[Data listing]

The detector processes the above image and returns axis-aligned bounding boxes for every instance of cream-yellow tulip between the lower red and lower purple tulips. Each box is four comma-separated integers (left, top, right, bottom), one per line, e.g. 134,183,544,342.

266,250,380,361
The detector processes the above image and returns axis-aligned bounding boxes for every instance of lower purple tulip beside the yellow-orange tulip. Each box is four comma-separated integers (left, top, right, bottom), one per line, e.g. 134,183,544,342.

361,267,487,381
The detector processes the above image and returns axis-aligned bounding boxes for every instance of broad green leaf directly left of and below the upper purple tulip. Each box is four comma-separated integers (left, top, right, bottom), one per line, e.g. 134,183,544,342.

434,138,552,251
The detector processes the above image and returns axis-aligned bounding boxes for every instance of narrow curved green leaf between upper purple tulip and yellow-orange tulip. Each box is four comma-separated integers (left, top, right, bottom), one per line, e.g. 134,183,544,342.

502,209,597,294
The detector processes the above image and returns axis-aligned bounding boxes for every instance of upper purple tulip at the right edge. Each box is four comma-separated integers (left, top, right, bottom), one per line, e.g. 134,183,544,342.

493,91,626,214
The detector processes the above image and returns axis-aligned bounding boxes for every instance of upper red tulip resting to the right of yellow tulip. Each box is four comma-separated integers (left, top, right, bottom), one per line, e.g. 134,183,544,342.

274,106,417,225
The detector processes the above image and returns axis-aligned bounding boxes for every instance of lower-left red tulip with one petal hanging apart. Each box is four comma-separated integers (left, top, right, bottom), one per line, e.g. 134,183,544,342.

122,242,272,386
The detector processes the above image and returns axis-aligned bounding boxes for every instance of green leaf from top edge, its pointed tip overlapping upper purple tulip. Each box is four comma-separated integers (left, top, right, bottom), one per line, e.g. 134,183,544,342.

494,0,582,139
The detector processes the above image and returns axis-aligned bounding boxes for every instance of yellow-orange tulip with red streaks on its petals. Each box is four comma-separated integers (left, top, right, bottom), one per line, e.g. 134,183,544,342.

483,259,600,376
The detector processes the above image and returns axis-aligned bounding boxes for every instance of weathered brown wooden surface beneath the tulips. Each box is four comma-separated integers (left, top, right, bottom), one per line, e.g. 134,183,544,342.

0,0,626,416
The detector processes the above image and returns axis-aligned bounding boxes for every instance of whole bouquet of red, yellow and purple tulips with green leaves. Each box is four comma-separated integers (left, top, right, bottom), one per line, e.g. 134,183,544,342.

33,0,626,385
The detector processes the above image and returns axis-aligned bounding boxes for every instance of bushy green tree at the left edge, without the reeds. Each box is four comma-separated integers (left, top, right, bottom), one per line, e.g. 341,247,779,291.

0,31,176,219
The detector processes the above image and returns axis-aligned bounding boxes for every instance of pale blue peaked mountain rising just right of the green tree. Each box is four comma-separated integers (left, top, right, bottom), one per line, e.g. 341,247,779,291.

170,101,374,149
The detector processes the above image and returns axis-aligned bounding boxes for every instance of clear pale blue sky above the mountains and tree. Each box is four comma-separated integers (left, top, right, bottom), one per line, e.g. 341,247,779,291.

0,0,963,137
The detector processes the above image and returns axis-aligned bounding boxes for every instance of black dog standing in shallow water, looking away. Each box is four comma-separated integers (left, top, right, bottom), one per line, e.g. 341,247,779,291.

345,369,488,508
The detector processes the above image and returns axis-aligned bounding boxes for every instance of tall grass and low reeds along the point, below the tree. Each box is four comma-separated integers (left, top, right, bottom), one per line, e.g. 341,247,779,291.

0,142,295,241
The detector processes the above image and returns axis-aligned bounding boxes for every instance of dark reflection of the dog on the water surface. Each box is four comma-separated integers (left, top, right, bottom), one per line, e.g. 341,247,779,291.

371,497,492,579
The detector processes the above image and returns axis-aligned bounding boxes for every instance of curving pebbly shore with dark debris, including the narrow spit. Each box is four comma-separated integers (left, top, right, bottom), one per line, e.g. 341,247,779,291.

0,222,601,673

[/Data listing]

* _Task brief_:
Every record listed above needs to be written out again exactly.

* _Response to this exercise_:
The detector processes the above image and returns axis-aligned bounding boxes for every instance of cream-yellow tulip between the lower red and lower purple tulips. Each box is four comma-separated integers (left, top, right, bottom), one per line, e.g. 134,183,544,342.

266,250,380,361
The detector processes the above image and returns axis-aligned bounding boxes for every instance of lower purple tulip beside the yellow-orange tulip. Each box is four comma-separated integers (left, top, right, bottom), one per line, e.g. 134,183,544,342.

361,267,487,381
The detector processes the above image and returns axis-aligned bounding boxes for every instance of broad green leaf directly left of and below the upper purple tulip. Each box is four comma-separated integers (left, top, right, bottom), one per line, e.g. 134,183,544,342.

434,138,552,251
The detector processes the above image and returns axis-aligned bounding boxes for every instance of narrow curved green leaf between upper purple tulip and yellow-orange tulip. Each box is four comma-separated integers (left, top, right, bottom), one per line, e.g. 134,183,544,342.

502,209,597,294
The detector processes the above image and returns axis-aligned bounding boxes for every instance of upper purple tulip at the right edge. Each box is four comma-separated integers (left, top, right, bottom), one per line, e.g. 134,183,544,342.

493,91,626,214
The detector processes the above image and returns axis-aligned bounding boxes for every instance of upper red tulip resting to the right of yellow tulip. Each box is four comma-separated integers (left, top, right, bottom), one per line, e.g. 134,183,544,342.

274,106,417,225
The detector processes the above image and returns axis-aligned bounding boxes for every instance of lower-left red tulip with one petal hanging apart. Each box is four comma-separated integers (left, top, right, bottom), one per line, e.g. 134,183,544,342.

122,242,272,386
The detector processes the above image and returns axis-aligned bounding boxes for every instance of green leaf from top edge, its pointed tip overlapping upper purple tulip. Each box is four comma-separated integers (left, top, right, bottom), one per line, e.g. 134,183,544,342.

494,0,582,139
The detector processes the above image and returns axis-aligned bounding boxes for every instance of yellow-orange tulip with red streaks on its petals. Each box is four comma-separated integers (left, top, right, bottom), one per line, e.g. 134,183,544,342.

483,259,600,376
The detector processes the above image and returns axis-aligned bounding boxes for every instance of weathered brown wooden surface beneath the tulips. Each box is four comma-separated integers (left, top, right, bottom), one per line, e.g. 134,183,544,342.

0,0,626,416
The detector processes the above image and returns axis-aligned bounding boxes for every instance of whole bouquet of red, yellow and purple tulips with green leaves. Each box is four comma-separated integers (left, top, right, bottom), one per line, e.g. 134,183,544,342.

33,0,626,385
The detector processes the above image and returns axis-aligned bounding boxes for every instance of bushy green tree at the left edge, without the reeds. Each box is four comma-separated integers (left, top, right, bottom), one per line, e.g. 341,247,779,291.

0,31,176,219
The detector processes the above image and returns axis-aligned bounding boxes for every instance of pale blue peaked mountain rising just right of the green tree. Each box is four comma-separated integers (left, top, right, bottom), one per line, e.g. 341,247,779,291.

170,101,374,149
The detector processes the above image and returns axis-aligned bounding boxes for every instance of clear pale blue sky above the mountains and tree. Each box is four comma-separated integers (left, top, right, bottom), one per line, e.g. 341,247,779,291.

0,0,963,137
The detector processes the above image and returns axis-aligned bounding boxes for every instance of black dog standing in shallow water, looking away. Each box is four comma-separated integers (left, top, right, bottom), one per line, e.g. 341,247,779,291.

345,369,488,508
The detector processes the above image and returns axis-aligned bounding boxes for every instance of tall grass and low reeds along the point, below the tree. Each box is four comma-separated integers (left, top, right, bottom), one per line, e.g. 341,247,779,291.

0,142,295,241
The detector processes the above image and returns axis-aligned bounding boxes for every instance of dark reflection of the dog on the water surface. Each box is four comma-separated integers (left, top, right, bottom), one per line, e.g. 341,247,779,291.

371,497,492,579
The detector processes the above image and returns axis-aligned bounding boxes for every instance of curving pebbly shore with dark debris, including the narrow spit. Each box is four comma-separated integers (left, top, right, bottom), one per line, e.g. 341,247,779,291.

0,222,601,673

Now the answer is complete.